Give back an exact copy of the lines in the records below, from the line that has "like (467, 612)." through the line that has "like (508, 257).", and nothing besides.

__________________________________________________

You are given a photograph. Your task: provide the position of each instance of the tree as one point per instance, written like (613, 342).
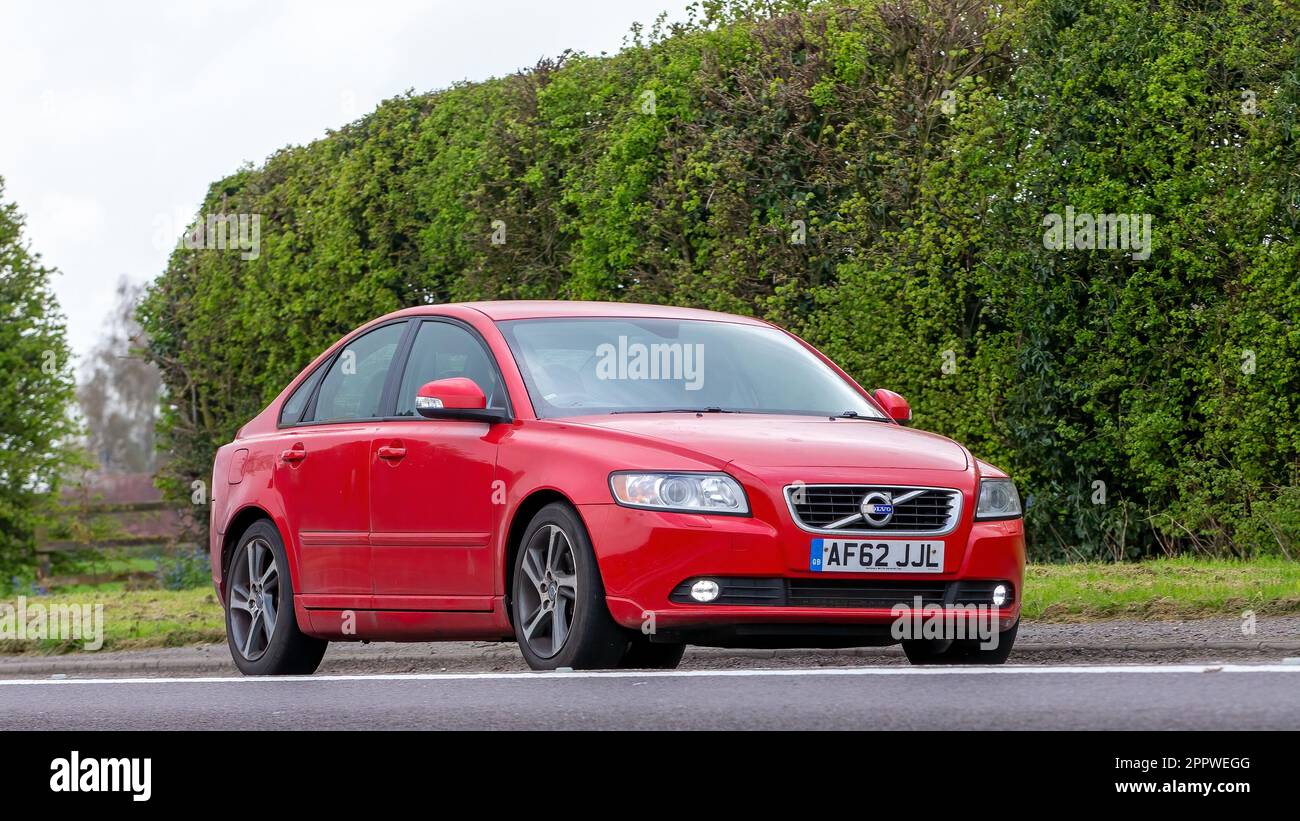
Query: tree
(118, 392)
(35, 392)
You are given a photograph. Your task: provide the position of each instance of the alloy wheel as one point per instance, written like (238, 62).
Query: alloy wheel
(254, 599)
(547, 594)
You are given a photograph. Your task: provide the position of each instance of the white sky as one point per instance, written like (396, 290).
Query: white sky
(115, 117)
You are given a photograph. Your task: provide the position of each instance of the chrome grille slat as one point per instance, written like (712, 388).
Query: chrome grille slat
(935, 511)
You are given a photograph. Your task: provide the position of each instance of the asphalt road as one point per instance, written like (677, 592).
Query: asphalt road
(1239, 696)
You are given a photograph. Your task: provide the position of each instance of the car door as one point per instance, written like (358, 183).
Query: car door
(433, 502)
(323, 469)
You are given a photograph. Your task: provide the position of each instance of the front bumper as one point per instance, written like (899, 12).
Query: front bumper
(645, 556)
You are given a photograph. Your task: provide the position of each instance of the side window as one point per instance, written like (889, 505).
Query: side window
(441, 351)
(354, 386)
(293, 408)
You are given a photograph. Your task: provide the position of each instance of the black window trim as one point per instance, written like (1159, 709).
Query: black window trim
(393, 381)
(406, 355)
(310, 409)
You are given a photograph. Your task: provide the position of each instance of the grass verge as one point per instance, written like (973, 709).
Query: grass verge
(1151, 590)
(133, 618)
(1161, 589)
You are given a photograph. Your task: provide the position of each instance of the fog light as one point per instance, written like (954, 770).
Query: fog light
(705, 590)
(1001, 594)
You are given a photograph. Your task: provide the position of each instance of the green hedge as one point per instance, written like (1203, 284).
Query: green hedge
(1145, 405)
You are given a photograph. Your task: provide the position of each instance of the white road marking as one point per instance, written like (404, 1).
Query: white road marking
(1143, 669)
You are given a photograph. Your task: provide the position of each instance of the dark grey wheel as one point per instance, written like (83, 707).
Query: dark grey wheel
(254, 599)
(261, 629)
(557, 596)
(550, 594)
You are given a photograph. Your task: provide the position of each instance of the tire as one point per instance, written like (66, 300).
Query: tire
(645, 655)
(558, 600)
(286, 651)
(961, 651)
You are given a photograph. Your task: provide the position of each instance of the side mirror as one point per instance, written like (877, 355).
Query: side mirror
(455, 399)
(895, 405)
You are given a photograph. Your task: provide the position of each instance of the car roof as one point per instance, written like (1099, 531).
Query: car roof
(540, 308)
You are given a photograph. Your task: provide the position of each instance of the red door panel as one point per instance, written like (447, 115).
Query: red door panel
(432, 515)
(323, 476)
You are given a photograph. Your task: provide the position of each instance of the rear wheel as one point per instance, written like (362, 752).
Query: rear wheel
(260, 626)
(645, 655)
(558, 600)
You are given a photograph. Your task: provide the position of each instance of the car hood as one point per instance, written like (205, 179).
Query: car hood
(763, 441)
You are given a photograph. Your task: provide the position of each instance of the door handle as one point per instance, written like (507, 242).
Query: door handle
(391, 451)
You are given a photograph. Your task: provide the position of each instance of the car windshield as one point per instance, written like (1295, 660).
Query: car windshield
(579, 366)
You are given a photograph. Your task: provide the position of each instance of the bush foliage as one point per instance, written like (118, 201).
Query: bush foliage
(35, 396)
(1147, 405)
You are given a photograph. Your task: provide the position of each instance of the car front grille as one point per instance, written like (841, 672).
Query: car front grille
(837, 508)
(840, 593)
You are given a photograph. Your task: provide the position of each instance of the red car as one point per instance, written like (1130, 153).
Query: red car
(603, 483)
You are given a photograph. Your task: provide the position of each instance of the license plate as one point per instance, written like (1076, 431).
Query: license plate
(876, 556)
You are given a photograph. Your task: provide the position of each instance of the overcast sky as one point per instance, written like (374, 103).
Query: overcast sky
(115, 117)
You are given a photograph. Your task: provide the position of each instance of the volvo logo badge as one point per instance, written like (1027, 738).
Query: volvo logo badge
(876, 508)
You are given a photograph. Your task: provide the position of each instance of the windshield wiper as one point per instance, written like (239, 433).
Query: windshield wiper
(709, 409)
(854, 415)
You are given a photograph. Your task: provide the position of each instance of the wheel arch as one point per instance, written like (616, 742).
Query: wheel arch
(239, 522)
(523, 516)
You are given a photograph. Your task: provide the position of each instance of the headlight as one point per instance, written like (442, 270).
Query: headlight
(687, 492)
(997, 499)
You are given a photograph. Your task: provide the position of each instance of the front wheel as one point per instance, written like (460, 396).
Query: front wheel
(558, 600)
(260, 628)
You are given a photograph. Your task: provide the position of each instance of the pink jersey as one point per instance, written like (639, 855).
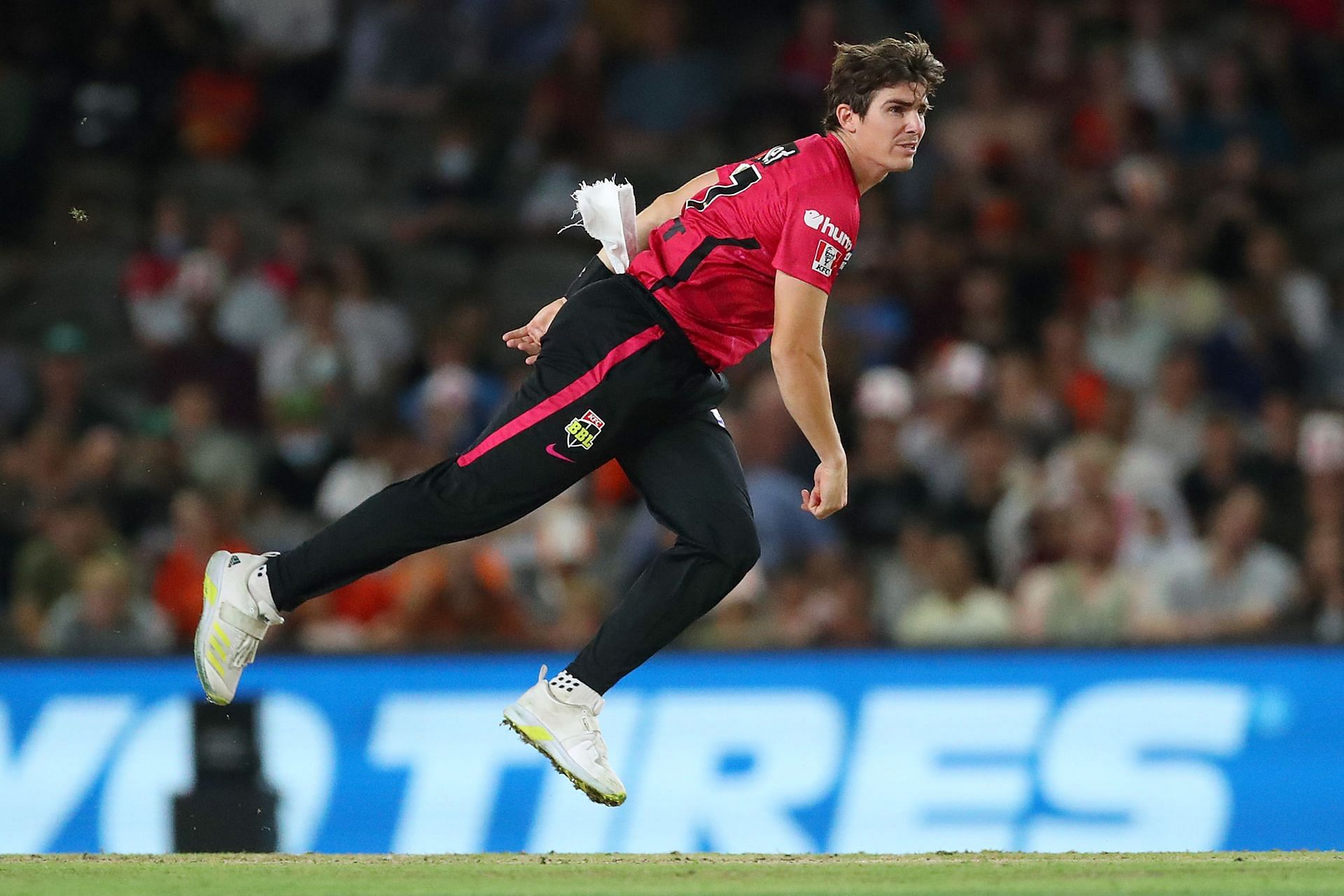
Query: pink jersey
(793, 209)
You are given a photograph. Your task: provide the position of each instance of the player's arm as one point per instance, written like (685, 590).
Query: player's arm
(527, 339)
(663, 210)
(800, 368)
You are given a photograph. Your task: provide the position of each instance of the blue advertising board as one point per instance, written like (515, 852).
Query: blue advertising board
(870, 751)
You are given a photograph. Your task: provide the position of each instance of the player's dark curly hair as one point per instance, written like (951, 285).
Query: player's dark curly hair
(860, 70)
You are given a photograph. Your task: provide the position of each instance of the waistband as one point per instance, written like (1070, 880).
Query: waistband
(662, 316)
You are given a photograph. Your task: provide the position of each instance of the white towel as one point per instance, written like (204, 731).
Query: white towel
(606, 211)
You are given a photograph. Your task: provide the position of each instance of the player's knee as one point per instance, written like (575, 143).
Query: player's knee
(739, 548)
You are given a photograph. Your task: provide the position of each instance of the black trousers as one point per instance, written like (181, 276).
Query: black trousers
(616, 378)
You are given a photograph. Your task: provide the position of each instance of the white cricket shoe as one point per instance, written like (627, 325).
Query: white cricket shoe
(233, 622)
(561, 722)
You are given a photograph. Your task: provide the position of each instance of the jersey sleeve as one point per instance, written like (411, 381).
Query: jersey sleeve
(815, 239)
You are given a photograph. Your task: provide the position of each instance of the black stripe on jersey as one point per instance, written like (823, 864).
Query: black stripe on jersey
(698, 255)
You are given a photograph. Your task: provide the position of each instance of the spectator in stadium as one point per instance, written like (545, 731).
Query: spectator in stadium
(822, 601)
(1323, 586)
(213, 456)
(1276, 466)
(66, 403)
(1088, 598)
(883, 489)
(1230, 586)
(1172, 418)
(363, 307)
(102, 615)
(71, 530)
(960, 610)
(156, 312)
(314, 362)
(1221, 468)
(198, 524)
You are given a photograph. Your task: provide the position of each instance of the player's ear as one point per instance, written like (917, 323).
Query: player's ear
(847, 117)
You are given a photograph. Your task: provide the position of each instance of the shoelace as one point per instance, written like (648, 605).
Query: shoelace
(593, 735)
(248, 649)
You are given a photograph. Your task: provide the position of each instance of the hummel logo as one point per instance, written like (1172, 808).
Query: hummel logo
(816, 220)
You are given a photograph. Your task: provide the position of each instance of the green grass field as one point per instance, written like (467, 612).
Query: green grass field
(941, 875)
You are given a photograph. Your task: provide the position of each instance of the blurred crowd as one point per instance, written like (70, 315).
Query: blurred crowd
(255, 257)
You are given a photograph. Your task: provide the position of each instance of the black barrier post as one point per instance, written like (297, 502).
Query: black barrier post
(232, 809)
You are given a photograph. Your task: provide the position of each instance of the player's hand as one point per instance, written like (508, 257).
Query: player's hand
(831, 489)
(528, 339)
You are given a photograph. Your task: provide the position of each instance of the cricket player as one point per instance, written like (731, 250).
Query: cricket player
(629, 367)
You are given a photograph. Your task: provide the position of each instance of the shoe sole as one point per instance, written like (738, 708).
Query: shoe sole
(587, 789)
(214, 571)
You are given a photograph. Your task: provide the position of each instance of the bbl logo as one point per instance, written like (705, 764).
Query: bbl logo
(584, 430)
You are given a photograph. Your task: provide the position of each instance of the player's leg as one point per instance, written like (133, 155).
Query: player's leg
(692, 480)
(603, 363)
(691, 477)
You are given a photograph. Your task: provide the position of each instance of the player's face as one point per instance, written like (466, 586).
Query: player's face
(891, 131)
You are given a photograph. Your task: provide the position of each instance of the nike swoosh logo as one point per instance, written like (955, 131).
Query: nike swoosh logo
(550, 449)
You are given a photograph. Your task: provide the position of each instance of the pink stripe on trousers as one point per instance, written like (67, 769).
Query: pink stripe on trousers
(571, 393)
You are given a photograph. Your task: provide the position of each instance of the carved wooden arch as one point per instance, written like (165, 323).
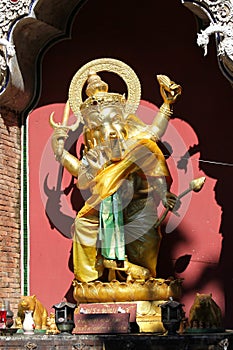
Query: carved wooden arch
(217, 18)
(29, 27)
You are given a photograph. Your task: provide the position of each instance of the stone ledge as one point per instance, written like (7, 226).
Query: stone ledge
(117, 341)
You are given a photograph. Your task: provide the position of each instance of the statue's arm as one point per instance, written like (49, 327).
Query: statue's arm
(169, 92)
(70, 162)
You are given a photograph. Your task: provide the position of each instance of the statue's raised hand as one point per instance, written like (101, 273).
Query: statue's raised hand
(168, 89)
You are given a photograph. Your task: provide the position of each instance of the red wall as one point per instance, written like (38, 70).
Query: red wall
(153, 38)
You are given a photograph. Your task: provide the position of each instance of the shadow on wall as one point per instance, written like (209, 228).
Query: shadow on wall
(205, 103)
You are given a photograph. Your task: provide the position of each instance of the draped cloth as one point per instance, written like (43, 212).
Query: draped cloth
(144, 158)
(111, 229)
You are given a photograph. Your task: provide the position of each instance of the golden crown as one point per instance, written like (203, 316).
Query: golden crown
(99, 97)
(97, 90)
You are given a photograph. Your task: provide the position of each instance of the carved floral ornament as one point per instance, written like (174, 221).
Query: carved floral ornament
(11, 11)
(219, 14)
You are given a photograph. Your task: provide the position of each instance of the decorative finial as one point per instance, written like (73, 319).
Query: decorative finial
(95, 84)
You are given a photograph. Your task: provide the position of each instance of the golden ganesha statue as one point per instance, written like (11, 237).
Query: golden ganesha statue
(115, 236)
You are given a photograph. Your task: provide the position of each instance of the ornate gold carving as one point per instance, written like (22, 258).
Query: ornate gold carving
(109, 65)
(115, 291)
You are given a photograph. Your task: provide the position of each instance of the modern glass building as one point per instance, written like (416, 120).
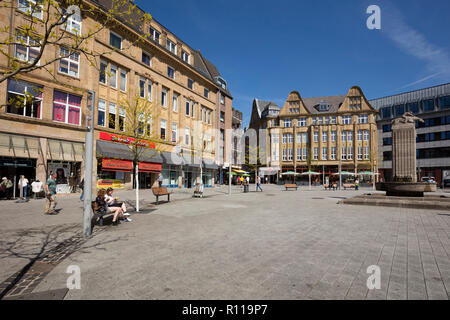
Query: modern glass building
(433, 136)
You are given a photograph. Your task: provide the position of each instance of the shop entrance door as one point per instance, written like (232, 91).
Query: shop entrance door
(188, 180)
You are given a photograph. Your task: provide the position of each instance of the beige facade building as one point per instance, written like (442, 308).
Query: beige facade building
(47, 132)
(319, 134)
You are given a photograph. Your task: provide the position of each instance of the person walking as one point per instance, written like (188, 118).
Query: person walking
(258, 183)
(82, 190)
(50, 195)
(23, 185)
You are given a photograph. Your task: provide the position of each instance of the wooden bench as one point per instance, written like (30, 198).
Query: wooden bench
(349, 186)
(290, 186)
(98, 217)
(161, 191)
(198, 192)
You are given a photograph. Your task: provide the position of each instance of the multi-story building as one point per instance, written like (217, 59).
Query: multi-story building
(47, 133)
(433, 136)
(319, 134)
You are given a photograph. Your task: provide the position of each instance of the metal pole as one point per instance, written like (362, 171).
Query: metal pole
(88, 166)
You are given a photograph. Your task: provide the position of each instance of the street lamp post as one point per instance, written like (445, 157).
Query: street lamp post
(88, 166)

__________________________________________________

## Result of this exercise
You are given a photograph. Your task: provide the position of each instance of the green grass field as one point per instance, written like (467, 612).
Query: green grass field
(941, 875)
You are given a photograph. Your task: provide the position of each instance of the blurred crowd as one point per instance, written like (70, 315).
Query: blurred crowd
(255, 257)
You are given a photograph. Your task: provide the position of each instance of the black barrier post as one point per instance, written like (297, 502).
Query: black barrier post
(232, 809)
You are given a photograph. Your task: provide the position of each instance of the player's hand as one point per instance, written like (508, 257).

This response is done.